>> Begin
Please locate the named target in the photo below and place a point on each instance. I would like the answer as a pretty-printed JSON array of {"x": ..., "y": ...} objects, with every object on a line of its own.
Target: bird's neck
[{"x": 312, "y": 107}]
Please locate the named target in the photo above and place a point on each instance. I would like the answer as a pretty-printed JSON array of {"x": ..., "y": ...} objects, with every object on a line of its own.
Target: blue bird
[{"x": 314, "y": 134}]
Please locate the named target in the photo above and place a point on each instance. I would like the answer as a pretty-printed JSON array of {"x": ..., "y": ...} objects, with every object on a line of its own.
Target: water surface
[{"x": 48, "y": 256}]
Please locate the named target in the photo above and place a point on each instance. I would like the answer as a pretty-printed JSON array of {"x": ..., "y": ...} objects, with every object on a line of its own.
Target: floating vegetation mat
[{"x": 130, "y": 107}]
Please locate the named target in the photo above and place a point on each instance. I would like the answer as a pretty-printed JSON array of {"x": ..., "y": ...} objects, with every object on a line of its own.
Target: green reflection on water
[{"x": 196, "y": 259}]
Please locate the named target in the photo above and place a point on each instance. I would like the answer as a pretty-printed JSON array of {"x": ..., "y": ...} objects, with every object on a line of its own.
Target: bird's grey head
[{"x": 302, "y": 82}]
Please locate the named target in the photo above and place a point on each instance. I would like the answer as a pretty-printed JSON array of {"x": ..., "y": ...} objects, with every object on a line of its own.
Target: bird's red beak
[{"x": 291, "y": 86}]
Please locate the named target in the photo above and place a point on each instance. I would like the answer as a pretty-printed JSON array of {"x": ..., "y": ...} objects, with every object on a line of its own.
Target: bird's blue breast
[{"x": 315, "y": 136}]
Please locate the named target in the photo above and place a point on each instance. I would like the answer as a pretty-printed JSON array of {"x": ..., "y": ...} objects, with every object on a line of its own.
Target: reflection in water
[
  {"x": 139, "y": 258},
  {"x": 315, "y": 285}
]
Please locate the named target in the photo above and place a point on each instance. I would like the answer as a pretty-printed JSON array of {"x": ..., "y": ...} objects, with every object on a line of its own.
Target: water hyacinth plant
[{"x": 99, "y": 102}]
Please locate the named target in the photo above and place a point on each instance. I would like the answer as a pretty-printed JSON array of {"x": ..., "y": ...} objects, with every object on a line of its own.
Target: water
>> End
EXERCISE INSTRUCTIONS: Copy out each record from above, exactly.

EXERCISE OUTPUT:
Please locate the named target in the photo below and place a point on each instance. I would like the answer as a pretty-printed JSON array of {"x": ..., "y": ...} objects, with every object on a line of its own.
Target: bird's neck
[{"x": 312, "y": 107}]
Please locate the named target in the photo above and place a point on each instance. I would like the answer as a pretty-printed JSON array of {"x": ..., "y": ...} objects, with every object on a line of its own.
Target: blue bird
[{"x": 314, "y": 134}]
Please locate the named target in the photo above and place a point on each instance. I would like the answer as a pretty-printed JSON array of {"x": ..., "y": ...} objects, with every object on a line of its own.
Target: water surface
[{"x": 48, "y": 256}]
Please locate the named target in the photo above and place a point on each instance. I would like the answer as a pretty-printed JSON array of {"x": ..., "y": ...} objects, with every object on a line of its own.
Target: floating vegetation mat
[{"x": 130, "y": 107}]
Please locate the named target in the photo above and place a point on each instance. I would like the answer as a pretty-printed JSON array of {"x": ..., "y": ...} objects, with every object on a line of its own.
Target: green reflection on water
[{"x": 196, "y": 259}]
Please locate the named target in the photo above and place a point on each instance. I would like the answer as a pretty-printed JSON array of {"x": ..., "y": ...} objects, with every object on a line of its own.
Target: bird's grey head
[{"x": 302, "y": 82}]
Please locate the named target in the photo above and place a point on each instance. I would like the answer as a pretty-printed JSON array of {"x": ..., "y": ...} objects, with every object on a line of its own.
Target: bird's red beak
[{"x": 291, "y": 86}]
Please locate the named target in the photo above and place a point on each instance. I would like the answer as a pretty-printed JSON array of {"x": ..., "y": ...} objects, with every object on a line of its own.
Target: bird's blue breast
[{"x": 315, "y": 136}]
Please locate the named target in the photo above and place a point on each instance. I would like the answer as a pretty-printed JSON array of {"x": ..., "y": ...} objects, with every object on a line of its own.
Target: reflection in water
[
  {"x": 139, "y": 258},
  {"x": 315, "y": 285}
]
Please locate the named target in the photo above and place a point on each instance. I would like the answer as a pretty-printed JSON array of {"x": ..., "y": ...} objects, with every object on a line of its own.
Target: water hyacinth plant
[{"x": 99, "y": 102}]
Please locate the named target in the photo above and place a point on each instance. I would like the answer as a pretty-printed JSON array of {"x": ..., "y": ...} objects, with every object on a line of its own.
Target: water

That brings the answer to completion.